**Directions**
Copy out the data exactly, leaving the pictures behind.

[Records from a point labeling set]

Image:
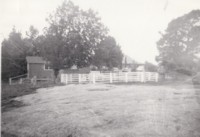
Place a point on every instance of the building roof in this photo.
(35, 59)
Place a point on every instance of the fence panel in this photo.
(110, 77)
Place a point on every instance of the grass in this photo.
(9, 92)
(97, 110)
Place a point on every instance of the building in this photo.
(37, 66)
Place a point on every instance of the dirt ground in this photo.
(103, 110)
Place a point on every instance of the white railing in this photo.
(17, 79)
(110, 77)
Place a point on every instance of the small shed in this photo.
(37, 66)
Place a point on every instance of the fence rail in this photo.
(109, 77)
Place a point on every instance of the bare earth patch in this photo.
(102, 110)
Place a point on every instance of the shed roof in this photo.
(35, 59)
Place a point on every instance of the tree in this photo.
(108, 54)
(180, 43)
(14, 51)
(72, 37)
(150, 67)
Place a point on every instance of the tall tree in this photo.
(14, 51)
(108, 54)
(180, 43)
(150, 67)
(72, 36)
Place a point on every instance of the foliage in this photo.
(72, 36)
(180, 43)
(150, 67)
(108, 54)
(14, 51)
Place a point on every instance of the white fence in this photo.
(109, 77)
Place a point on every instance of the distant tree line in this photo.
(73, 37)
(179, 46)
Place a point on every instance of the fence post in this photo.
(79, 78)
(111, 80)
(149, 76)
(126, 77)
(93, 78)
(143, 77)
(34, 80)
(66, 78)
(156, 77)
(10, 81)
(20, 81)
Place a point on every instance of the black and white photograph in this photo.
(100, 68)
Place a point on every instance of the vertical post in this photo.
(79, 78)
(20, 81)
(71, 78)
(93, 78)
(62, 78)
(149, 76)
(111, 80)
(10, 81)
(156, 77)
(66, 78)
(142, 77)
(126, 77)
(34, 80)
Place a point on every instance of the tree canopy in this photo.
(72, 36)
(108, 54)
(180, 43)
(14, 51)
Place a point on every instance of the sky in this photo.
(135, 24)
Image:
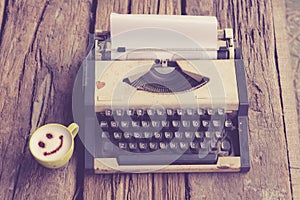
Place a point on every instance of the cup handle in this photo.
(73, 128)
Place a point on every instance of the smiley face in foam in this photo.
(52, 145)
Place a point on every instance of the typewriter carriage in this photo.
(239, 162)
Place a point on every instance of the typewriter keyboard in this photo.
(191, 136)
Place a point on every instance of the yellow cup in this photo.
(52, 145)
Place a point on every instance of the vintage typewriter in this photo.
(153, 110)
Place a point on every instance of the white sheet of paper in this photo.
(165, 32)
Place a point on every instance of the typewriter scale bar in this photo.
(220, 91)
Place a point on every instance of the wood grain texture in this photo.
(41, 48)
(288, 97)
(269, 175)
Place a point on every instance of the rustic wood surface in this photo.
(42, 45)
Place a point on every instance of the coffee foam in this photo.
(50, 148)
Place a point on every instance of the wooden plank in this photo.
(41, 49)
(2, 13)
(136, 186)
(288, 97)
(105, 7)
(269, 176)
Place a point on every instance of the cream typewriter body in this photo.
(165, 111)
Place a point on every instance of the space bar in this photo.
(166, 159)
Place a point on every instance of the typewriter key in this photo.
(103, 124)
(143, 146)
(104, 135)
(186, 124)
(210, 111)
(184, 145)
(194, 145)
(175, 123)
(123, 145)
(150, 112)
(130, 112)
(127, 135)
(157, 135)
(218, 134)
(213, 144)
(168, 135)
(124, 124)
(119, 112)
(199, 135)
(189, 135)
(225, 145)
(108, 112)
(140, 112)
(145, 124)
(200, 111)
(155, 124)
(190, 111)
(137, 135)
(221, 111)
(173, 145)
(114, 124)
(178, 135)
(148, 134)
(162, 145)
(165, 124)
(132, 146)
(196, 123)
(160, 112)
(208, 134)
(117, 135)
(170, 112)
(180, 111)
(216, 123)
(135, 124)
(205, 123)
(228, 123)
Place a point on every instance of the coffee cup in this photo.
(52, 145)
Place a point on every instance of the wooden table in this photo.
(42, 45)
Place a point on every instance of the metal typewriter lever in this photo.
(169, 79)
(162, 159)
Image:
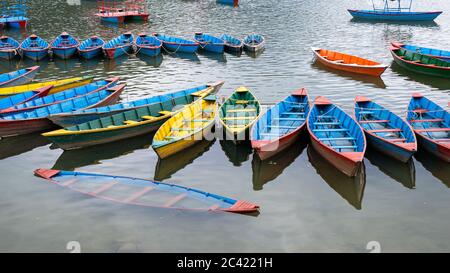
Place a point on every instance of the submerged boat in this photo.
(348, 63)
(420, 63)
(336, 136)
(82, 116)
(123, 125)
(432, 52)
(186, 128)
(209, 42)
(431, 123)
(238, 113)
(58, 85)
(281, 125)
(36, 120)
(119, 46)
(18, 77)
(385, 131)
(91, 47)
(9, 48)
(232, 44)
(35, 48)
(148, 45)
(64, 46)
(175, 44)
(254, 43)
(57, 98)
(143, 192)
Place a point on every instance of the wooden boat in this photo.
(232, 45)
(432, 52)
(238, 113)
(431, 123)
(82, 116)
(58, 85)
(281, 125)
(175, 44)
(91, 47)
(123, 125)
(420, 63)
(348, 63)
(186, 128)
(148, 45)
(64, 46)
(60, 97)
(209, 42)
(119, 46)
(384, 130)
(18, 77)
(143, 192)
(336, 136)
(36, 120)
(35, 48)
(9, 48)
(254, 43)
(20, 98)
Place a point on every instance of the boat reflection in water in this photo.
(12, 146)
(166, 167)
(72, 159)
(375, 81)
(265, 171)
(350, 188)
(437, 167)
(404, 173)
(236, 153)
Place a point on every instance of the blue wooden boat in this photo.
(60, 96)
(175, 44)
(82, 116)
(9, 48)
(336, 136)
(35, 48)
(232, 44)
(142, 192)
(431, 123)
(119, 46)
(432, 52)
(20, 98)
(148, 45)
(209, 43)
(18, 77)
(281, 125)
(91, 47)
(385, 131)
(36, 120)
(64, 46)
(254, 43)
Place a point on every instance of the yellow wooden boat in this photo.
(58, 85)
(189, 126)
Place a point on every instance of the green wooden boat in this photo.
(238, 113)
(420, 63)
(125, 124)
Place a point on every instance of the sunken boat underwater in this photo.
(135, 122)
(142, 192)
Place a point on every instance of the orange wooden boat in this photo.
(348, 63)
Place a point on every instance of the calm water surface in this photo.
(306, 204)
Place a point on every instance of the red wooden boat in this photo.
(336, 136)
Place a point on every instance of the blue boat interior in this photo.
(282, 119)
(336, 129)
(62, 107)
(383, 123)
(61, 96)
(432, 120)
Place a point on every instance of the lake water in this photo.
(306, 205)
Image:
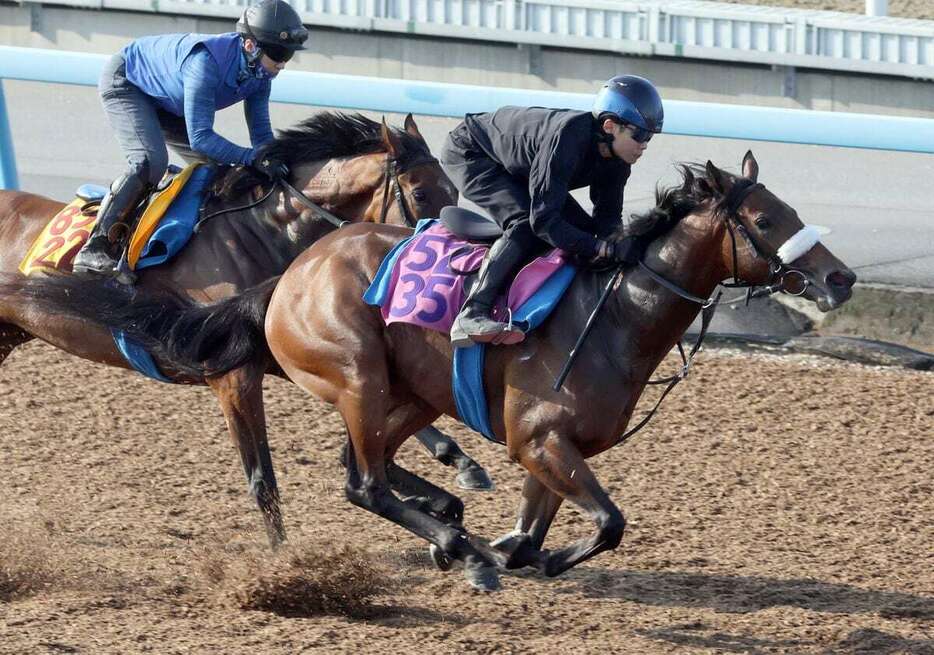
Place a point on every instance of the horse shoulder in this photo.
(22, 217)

**Exercise answer**
Image:
Place a point on every instance of the building roof in this photo.
(35, 59)
Place a point on every instance of the fence panel in this photo.
(110, 77)
Place a point on every instance of the grass in this photo.
(9, 92)
(97, 110)
Place a point on every instance of the building in this photo.
(37, 66)
Place a point on every instance of the dirt ground in this photo.
(103, 110)
Place a point on every instance of the white railing in this photo.
(17, 79)
(110, 77)
Place a point on every instance of the small shed in this photo.
(37, 66)
Place a point on every instance of the fence rail in this photo.
(109, 77)
Place a point on every instance of the bare earth patch in this photo.
(102, 110)
Place a point on every instance of the shed roof in this photo.
(35, 59)
Place a point on every instance of the tree in this photo.
(108, 54)
(180, 43)
(14, 51)
(72, 37)
(150, 67)
Place a point on every instance of the tall tree in this photo.
(14, 51)
(108, 54)
(180, 43)
(150, 67)
(72, 36)
Place a point on every instance of the foliage in this photo.
(72, 36)
(180, 43)
(150, 67)
(108, 54)
(14, 51)
Place a point on every instance of the white fence in this photo.
(109, 77)
Place a point on every instance of the distant tree line in this photo.
(73, 37)
(179, 46)
Place a point on every instance of the fence post in this photo.
(79, 78)
(111, 80)
(149, 76)
(126, 77)
(93, 78)
(143, 77)
(34, 80)
(66, 78)
(156, 77)
(10, 81)
(20, 81)
Place a point on every instance of the black and white photograph in this photo.
(100, 68)
Place a point on every instance of the vertical post in this photo.
(79, 78)
(20, 81)
(71, 78)
(93, 78)
(62, 78)
(149, 76)
(111, 80)
(10, 81)
(156, 77)
(66, 78)
(142, 77)
(126, 77)
(34, 80)
Place a point on every instance of the tree canopy in this photo.
(72, 36)
(108, 54)
(180, 43)
(14, 51)
Place a point on every instance of the sky in this photo.
(135, 24)
Image:
Place a point on every instance of the cup handle in this photo.
(73, 128)
Place a point on every instance of the smiley face in foam in this photo.
(52, 145)
Place a point on every instance of the typewriter carriage in this photo.
(239, 162)
Place a point on every instance of the typewriter keyboard in this photo.
(191, 136)
Place a point on every instance of the yellow cup in this photo.
(52, 145)
Place a point on every instance of the vintage typewriter in this photo.
(153, 110)
Place a point on every instance of the white sheet of paper in this photo.
(165, 32)
Place a point on every instance of the typewriter scale bar in this photo.
(220, 91)
Place a point on every instance of the wood grain texture in this photo.
(41, 48)
(288, 97)
(269, 175)
Place a point on every instance of the rustic wood surface in this photo.
(42, 45)
Place a point on every instance of the coffee foam in this photo.
(50, 148)
Place a point on every instance of the wooden plank in this photo.
(41, 49)
(2, 13)
(136, 186)
(288, 97)
(105, 7)
(269, 176)
Place a point on every instance of the cream typewriter body in this photo.
(165, 111)
Place a point on every instance of the space bar in this photo.
(166, 159)
Place a point on every instance of the typewriter key in this photo.
(103, 124)
(143, 146)
(104, 135)
(186, 124)
(210, 111)
(184, 145)
(194, 145)
(175, 123)
(123, 145)
(150, 112)
(130, 112)
(127, 135)
(157, 135)
(218, 134)
(213, 144)
(168, 135)
(124, 124)
(119, 112)
(199, 135)
(189, 135)
(225, 145)
(108, 112)
(140, 112)
(145, 124)
(200, 111)
(155, 124)
(190, 111)
(137, 135)
(221, 111)
(173, 145)
(114, 124)
(178, 135)
(148, 134)
(162, 145)
(165, 124)
(132, 146)
(196, 123)
(160, 112)
(208, 134)
(117, 135)
(170, 112)
(180, 111)
(216, 123)
(135, 124)
(205, 123)
(228, 123)
Place a point on every instance of the coffee cup in this photo.
(52, 145)
Place a point on every instance of the wooden table in this photo.
(42, 45)
Place a point on every instance of the metal typewriter lever in this photo.
(169, 79)
(162, 159)
Image:
Place a point on every instance of the submerged boat in this photo.
(348, 63)
(420, 63)
(336, 136)
(82, 116)
(123, 125)
(432, 52)
(186, 128)
(209, 42)
(431, 123)
(238, 113)
(58, 85)
(281, 125)
(36, 120)
(119, 46)
(18, 77)
(385, 131)
(91, 47)
(9, 48)
(232, 44)
(35, 48)
(148, 45)
(64, 46)
(175, 44)
(254, 43)
(57, 98)
(143, 192)
Place a point on every instance of the wooden boat in this photo.
(232, 45)
(432, 52)
(238, 113)
(431, 123)
(82, 116)
(58, 85)
(281, 125)
(175, 44)
(91, 47)
(123, 125)
(420, 63)
(348, 63)
(186, 128)
(148, 45)
(64, 46)
(60, 97)
(209, 42)
(119, 46)
(384, 130)
(18, 77)
(143, 192)
(336, 136)
(36, 120)
(35, 48)
(9, 48)
(254, 43)
(20, 98)
Place a point on every instance of the boat reflection in water in this photo.
(12, 146)
(166, 167)
(72, 159)
(375, 81)
(265, 171)
(350, 188)
(437, 167)
(404, 173)
(236, 153)
Place a point on every instance of the blue wooden boat in this photo.
(60, 96)
(175, 44)
(82, 116)
(9, 48)
(336, 136)
(35, 48)
(232, 44)
(142, 192)
(431, 123)
(119, 46)
(432, 52)
(20, 98)
(148, 45)
(209, 43)
(18, 77)
(281, 125)
(91, 47)
(385, 131)
(36, 120)
(64, 46)
(254, 43)
Place a point on every instance of the yellow wooden boat in this photo.
(58, 85)
(189, 126)
Place a point on every instance of the green wooden boat in this photo.
(238, 113)
(420, 63)
(125, 124)
Place a point on every instance of the sunken boat underwater in this photo.
(135, 122)
(142, 192)
Place a point on every instance of the orange wooden boat in this photo.
(348, 63)
Place a point on every instance of the calm water surface in this photo.
(306, 204)
Place a point on every instance of the red wooden boat in this photo.
(336, 136)
Place a point on every instance of the blue boat interior in this photo.
(282, 119)
(336, 129)
(62, 107)
(383, 123)
(61, 96)
(432, 120)
Place a point on every instance of the lake water in this photo.
(306, 205)
Image:
Place a point on every instance of the horse shoulder in this photo.
(22, 217)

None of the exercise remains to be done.